Problem description: Look through the lines below for the word "brown", and copy every line that has it.

The data:
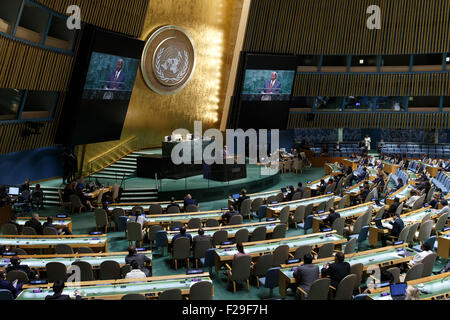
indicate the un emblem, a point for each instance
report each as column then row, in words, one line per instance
column 168, row 60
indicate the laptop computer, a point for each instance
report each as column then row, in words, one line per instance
column 379, row 224
column 13, row 191
column 398, row 291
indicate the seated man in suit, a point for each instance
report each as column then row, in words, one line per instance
column 37, row 197
column 14, row 222
column 242, row 197
column 141, row 259
column 306, row 274
column 58, row 288
column 414, row 195
column 61, row 231
column 173, row 203
column 15, row 265
column 337, row 270
column 201, row 236
column 290, row 193
column 447, row 167
column 15, row 288
column 392, row 209
column 328, row 221
column 397, row 227
column 364, row 193
column 301, row 189
column 35, row 224
column 189, row 200
column 446, row 207
column 182, row 234
column 135, row 272
column 241, row 252
column 226, row 217
column 418, row 258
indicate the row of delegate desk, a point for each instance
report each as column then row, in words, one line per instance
column 383, row 258
column 409, row 218
column 58, row 222
column 39, row 262
column 225, row 254
column 116, row 289
column 98, row 243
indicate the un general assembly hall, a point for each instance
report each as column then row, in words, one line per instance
column 236, row 157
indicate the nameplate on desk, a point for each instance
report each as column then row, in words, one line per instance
column 194, row 271
column 291, row 261
column 43, row 281
column 9, row 254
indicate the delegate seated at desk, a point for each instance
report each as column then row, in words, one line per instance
column 395, row 228
column 306, row 274
column 139, row 258
column 328, row 221
column 337, row 270
column 189, row 200
column 226, row 217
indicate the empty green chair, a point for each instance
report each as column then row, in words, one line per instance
column 202, row 290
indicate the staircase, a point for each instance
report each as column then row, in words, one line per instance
column 124, row 168
column 139, row 195
column 51, row 196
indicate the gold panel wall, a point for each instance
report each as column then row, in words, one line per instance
column 152, row 116
column 340, row 27
column 125, row 16
column 24, row 66
column 370, row 120
column 423, row 84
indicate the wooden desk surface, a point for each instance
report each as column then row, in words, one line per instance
column 436, row 286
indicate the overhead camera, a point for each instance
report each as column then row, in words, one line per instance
column 32, row 128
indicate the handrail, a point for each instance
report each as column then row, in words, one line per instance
column 100, row 161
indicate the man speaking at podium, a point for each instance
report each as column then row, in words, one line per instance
column 116, row 78
column 272, row 86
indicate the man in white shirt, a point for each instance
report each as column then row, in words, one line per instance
column 414, row 196
column 418, row 258
column 135, row 272
column 367, row 142
column 445, row 209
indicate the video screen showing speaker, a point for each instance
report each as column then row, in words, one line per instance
column 268, row 85
column 101, row 87
column 110, row 77
column 263, row 91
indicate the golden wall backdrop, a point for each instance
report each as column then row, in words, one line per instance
column 339, row 27
column 374, row 120
column 152, row 116
column 25, row 66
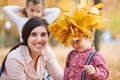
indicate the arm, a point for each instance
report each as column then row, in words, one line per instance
column 51, row 14
column 100, row 68
column 52, row 65
column 16, row 71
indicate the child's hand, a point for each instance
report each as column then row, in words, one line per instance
column 89, row 69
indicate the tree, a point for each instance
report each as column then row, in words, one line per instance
column 97, row 33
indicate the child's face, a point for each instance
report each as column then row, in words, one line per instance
column 34, row 10
column 81, row 45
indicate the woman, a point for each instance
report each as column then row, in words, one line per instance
column 30, row 59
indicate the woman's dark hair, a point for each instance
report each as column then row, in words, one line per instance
column 34, row 2
column 27, row 28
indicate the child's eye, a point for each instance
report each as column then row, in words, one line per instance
column 43, row 34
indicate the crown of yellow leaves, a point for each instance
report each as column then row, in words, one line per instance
column 77, row 22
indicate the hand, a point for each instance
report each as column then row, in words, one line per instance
column 89, row 69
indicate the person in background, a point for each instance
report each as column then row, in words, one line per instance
column 33, row 8
column 29, row 60
column 76, row 28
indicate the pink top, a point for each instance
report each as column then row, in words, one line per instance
column 78, row 59
column 19, row 66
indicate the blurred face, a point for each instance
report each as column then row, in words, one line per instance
column 37, row 40
column 81, row 45
column 34, row 10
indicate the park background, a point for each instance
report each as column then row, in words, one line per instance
column 109, row 36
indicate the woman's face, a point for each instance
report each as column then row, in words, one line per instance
column 34, row 10
column 81, row 45
column 37, row 40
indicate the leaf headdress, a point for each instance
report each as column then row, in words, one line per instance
column 77, row 22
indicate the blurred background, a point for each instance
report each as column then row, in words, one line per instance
column 107, row 40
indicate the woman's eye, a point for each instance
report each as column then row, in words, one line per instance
column 33, row 34
column 43, row 34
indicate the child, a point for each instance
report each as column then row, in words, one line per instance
column 77, row 28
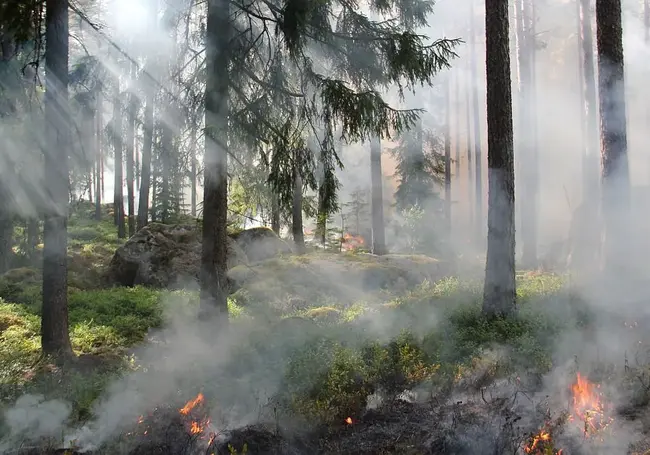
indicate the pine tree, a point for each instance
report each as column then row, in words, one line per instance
column 499, row 293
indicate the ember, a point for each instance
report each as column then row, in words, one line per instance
column 588, row 409
column 185, row 410
column 351, row 242
column 541, row 444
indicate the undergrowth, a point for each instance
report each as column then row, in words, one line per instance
column 422, row 338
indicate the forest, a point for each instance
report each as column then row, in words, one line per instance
column 298, row 227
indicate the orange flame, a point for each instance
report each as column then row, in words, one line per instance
column 195, row 427
column 540, row 444
column 351, row 242
column 588, row 407
column 185, row 410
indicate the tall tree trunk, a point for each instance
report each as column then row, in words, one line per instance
column 448, row 154
column 615, row 168
column 55, row 336
column 136, row 156
column 275, row 213
column 321, row 228
column 130, row 150
column 296, row 209
column 193, row 169
column 91, row 182
column 33, row 234
column 118, row 199
column 166, row 139
column 99, row 130
column 531, row 245
column 646, row 20
column 6, row 230
column 147, row 146
column 458, row 112
column 589, row 98
column 213, row 277
column 499, row 293
column 102, row 160
column 526, row 157
column 478, row 159
column 468, row 112
column 377, row 206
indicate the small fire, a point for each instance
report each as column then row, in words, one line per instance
column 185, row 410
column 588, row 407
column 351, row 242
column 540, row 444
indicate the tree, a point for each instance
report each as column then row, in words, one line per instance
column 55, row 337
column 589, row 108
column 132, row 108
column 478, row 158
column 499, row 292
column 420, row 165
column 99, row 159
column 250, row 98
column 213, row 278
column 116, row 135
column 448, row 153
column 526, row 124
column 147, row 149
column 296, row 208
column 615, row 175
column 377, row 206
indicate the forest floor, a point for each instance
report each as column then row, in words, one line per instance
column 319, row 365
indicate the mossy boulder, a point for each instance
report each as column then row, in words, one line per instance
column 260, row 244
column 317, row 279
column 169, row 256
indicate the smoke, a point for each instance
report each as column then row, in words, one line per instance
column 33, row 419
column 193, row 357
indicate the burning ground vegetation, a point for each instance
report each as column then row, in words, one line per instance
column 502, row 418
column 469, row 387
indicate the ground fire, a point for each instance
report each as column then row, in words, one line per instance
column 587, row 410
column 352, row 242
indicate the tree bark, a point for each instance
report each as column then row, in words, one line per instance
column 646, row 20
column 458, row 138
column 118, row 192
column 589, row 98
column 377, row 209
column 130, row 150
column 6, row 231
column 275, row 213
column 166, row 139
column 527, row 160
column 448, row 154
column 55, row 336
column 147, row 146
column 478, row 159
column 499, row 293
column 615, row 175
column 470, row 199
column 33, row 234
column 193, row 169
column 296, row 212
column 213, row 277
column 99, row 129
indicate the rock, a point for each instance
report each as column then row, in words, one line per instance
column 168, row 256
column 260, row 244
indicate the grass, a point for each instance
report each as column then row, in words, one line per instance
column 423, row 335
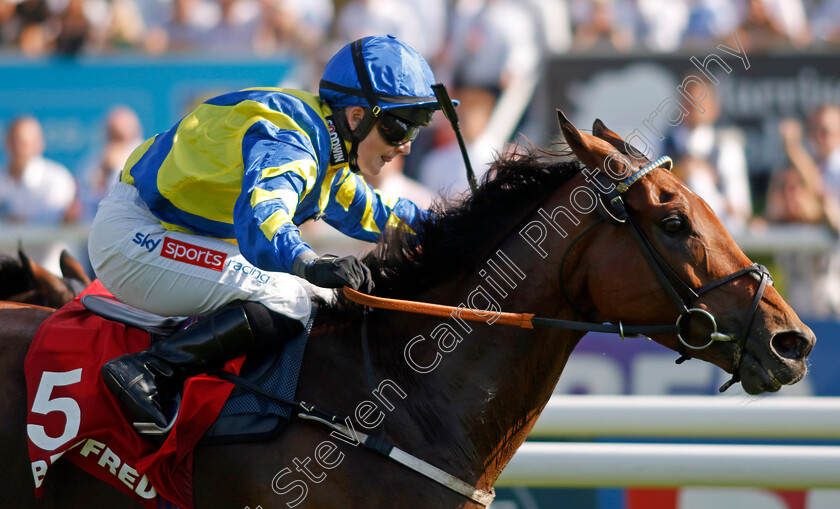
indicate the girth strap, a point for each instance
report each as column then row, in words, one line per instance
column 432, row 472
column 378, row 444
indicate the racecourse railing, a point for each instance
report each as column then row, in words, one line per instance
column 607, row 463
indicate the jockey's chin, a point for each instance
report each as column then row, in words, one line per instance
column 374, row 153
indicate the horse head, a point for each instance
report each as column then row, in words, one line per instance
column 673, row 261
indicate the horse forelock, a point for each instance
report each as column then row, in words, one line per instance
column 448, row 241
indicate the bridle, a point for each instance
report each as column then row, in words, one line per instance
column 612, row 208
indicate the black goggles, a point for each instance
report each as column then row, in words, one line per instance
column 397, row 131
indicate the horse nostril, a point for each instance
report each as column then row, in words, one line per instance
column 791, row 345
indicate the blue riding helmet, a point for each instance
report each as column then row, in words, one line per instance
column 396, row 74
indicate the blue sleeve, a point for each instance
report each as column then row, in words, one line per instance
column 357, row 210
column 280, row 168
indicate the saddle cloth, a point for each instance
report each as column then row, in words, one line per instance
column 71, row 414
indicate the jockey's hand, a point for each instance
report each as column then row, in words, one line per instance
column 333, row 272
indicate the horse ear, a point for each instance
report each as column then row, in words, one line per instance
column 568, row 129
column 71, row 268
column 600, row 130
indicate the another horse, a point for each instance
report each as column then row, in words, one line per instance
column 460, row 395
column 25, row 281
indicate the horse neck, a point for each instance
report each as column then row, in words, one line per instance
column 472, row 410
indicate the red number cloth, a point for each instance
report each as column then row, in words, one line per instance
column 72, row 415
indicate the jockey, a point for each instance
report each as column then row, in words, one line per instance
column 204, row 219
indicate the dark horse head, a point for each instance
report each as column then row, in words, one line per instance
column 462, row 396
column 24, row 280
column 764, row 343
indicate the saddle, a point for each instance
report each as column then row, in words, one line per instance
column 246, row 415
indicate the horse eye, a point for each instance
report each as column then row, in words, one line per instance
column 673, row 224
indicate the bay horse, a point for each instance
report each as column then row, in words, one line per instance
column 463, row 396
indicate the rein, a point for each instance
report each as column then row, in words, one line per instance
column 521, row 320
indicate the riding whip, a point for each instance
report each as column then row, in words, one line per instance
column 448, row 109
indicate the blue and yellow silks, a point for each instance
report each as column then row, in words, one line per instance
column 250, row 166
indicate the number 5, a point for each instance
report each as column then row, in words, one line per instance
column 44, row 405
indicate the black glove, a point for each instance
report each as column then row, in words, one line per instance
column 332, row 272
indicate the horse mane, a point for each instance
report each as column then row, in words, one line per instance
column 444, row 245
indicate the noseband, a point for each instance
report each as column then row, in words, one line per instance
column 613, row 210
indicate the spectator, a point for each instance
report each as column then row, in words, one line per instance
column 125, row 27
column 491, row 43
column 602, row 25
column 714, row 157
column 824, row 133
column 416, row 24
column 797, row 195
column 99, row 173
column 290, row 25
column 442, row 168
column 824, row 21
column 183, row 30
column 662, row 23
column 773, row 24
column 33, row 189
column 710, row 21
column 234, row 33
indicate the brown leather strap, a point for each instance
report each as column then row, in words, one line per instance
column 522, row 320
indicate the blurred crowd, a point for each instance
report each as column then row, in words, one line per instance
column 265, row 27
column 480, row 48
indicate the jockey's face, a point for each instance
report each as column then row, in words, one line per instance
column 374, row 151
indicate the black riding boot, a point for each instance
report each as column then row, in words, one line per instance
column 141, row 380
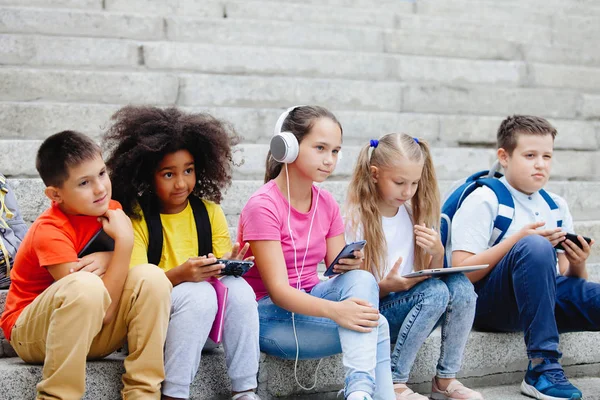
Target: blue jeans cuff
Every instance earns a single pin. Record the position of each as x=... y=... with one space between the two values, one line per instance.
x=359 y=381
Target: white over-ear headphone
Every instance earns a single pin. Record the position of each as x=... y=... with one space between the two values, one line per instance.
x=284 y=145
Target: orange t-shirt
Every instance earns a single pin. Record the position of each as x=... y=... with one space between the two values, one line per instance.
x=54 y=238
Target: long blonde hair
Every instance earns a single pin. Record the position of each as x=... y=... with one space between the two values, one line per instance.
x=362 y=211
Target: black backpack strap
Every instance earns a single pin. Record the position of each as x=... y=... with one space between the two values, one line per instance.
x=154 y=224
x=155 y=232
x=203 y=227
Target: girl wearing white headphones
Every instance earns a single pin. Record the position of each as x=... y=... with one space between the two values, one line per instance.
x=292 y=225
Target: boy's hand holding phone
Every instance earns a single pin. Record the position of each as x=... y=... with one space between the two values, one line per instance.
x=577 y=254
x=554 y=235
x=96 y=263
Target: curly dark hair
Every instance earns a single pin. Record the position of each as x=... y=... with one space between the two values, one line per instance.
x=141 y=136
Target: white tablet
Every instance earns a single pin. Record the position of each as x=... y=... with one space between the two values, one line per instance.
x=444 y=271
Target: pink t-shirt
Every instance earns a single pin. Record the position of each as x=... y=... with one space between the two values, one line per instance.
x=264 y=217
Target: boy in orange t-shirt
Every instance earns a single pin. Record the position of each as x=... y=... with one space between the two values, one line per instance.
x=61 y=310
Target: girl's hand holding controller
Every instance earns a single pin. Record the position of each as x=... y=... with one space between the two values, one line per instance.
x=199 y=269
x=238 y=254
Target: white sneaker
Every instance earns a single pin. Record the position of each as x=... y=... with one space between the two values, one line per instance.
x=359 y=395
x=407 y=394
x=246 y=396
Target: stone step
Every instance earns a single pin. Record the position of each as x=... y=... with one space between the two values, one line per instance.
x=590 y=387
x=581 y=196
x=506 y=9
x=33 y=120
x=77 y=4
x=103 y=382
x=450 y=163
x=420 y=35
x=20 y=84
x=490 y=359
x=35 y=50
x=584 y=8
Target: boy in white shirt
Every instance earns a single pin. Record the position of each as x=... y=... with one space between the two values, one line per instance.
x=520 y=290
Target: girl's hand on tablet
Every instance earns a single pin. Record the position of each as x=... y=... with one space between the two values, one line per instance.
x=394 y=282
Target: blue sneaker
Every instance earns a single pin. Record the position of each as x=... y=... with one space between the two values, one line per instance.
x=547 y=381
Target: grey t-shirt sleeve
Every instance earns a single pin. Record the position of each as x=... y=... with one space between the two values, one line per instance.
x=473 y=223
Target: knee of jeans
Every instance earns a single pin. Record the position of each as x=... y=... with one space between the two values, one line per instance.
x=360 y=281
x=383 y=327
x=86 y=289
x=435 y=293
x=195 y=298
x=461 y=290
x=539 y=250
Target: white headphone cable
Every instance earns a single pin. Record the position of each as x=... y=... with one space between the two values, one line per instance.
x=299 y=275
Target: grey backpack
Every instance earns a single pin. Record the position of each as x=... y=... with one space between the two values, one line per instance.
x=12 y=231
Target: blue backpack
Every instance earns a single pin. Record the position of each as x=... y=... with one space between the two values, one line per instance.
x=506 y=206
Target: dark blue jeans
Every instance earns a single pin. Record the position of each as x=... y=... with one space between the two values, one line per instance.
x=524 y=293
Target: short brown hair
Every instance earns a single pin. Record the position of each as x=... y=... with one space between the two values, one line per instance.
x=512 y=126
x=62 y=151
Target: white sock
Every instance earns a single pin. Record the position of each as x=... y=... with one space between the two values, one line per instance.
x=359 y=395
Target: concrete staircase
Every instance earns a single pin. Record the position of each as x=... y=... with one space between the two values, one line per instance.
x=445 y=71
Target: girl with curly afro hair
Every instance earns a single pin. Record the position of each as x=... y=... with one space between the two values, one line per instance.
x=169 y=169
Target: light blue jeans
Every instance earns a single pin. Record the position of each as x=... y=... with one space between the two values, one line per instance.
x=366 y=356
x=412 y=315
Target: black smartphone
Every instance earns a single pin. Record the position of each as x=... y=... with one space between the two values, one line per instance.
x=235 y=268
x=573 y=238
x=99 y=242
x=347 y=252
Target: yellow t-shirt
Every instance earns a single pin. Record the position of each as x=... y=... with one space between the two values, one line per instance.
x=180 y=239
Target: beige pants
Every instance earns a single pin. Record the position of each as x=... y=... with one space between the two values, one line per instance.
x=63 y=327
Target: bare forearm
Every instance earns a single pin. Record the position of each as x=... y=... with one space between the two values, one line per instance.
x=299 y=302
x=577 y=271
x=384 y=290
x=115 y=276
x=491 y=256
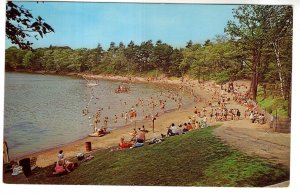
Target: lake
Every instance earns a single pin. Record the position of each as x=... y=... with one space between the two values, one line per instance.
x=45 y=111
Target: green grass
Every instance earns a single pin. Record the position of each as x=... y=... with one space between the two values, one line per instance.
x=194 y=159
x=273 y=104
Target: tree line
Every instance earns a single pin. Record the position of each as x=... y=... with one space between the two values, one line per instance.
x=257 y=46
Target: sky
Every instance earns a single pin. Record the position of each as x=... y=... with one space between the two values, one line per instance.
x=83 y=24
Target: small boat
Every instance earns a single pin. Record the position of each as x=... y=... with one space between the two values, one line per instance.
x=91 y=84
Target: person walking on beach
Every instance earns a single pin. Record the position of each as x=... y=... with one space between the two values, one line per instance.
x=60 y=155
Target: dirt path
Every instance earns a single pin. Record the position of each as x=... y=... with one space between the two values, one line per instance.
x=256 y=140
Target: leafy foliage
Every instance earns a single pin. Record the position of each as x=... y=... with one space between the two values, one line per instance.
x=20 y=25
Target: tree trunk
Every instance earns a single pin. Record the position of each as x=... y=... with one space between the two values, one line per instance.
x=276 y=50
x=254 y=80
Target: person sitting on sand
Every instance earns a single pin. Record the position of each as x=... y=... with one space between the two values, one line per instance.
x=59 y=167
x=125 y=144
x=69 y=166
x=60 y=155
x=172 y=130
x=140 y=139
x=103 y=131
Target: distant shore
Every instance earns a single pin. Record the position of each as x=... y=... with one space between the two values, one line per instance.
x=48 y=156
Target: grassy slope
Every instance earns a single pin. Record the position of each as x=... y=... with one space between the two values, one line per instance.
x=193 y=159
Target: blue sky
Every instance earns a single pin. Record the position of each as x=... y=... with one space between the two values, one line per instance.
x=82 y=24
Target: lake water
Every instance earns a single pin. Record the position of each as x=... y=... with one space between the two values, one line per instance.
x=44 y=111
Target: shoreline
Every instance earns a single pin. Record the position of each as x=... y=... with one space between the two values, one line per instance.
x=48 y=156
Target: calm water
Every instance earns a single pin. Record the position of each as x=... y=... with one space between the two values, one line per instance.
x=43 y=111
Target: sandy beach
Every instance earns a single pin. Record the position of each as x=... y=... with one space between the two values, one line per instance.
x=229 y=131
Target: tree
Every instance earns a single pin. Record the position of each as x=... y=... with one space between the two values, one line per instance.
x=279 y=32
x=247 y=30
x=20 y=25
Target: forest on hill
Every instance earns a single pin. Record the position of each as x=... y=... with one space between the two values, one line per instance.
x=257 y=45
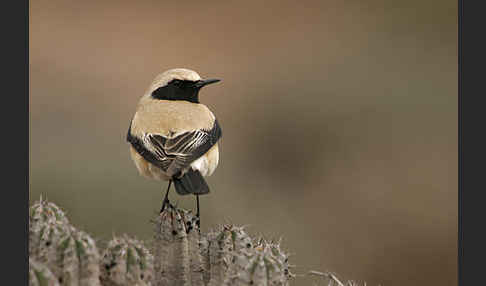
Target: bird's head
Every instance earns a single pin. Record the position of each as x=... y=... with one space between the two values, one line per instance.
x=178 y=84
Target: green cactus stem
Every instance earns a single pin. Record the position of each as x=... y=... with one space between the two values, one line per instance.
x=78 y=258
x=263 y=265
x=171 y=249
x=40 y=275
x=225 y=243
x=126 y=262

Response below:
indicate the brown leather strap, a point for each instance
Target: short brown hair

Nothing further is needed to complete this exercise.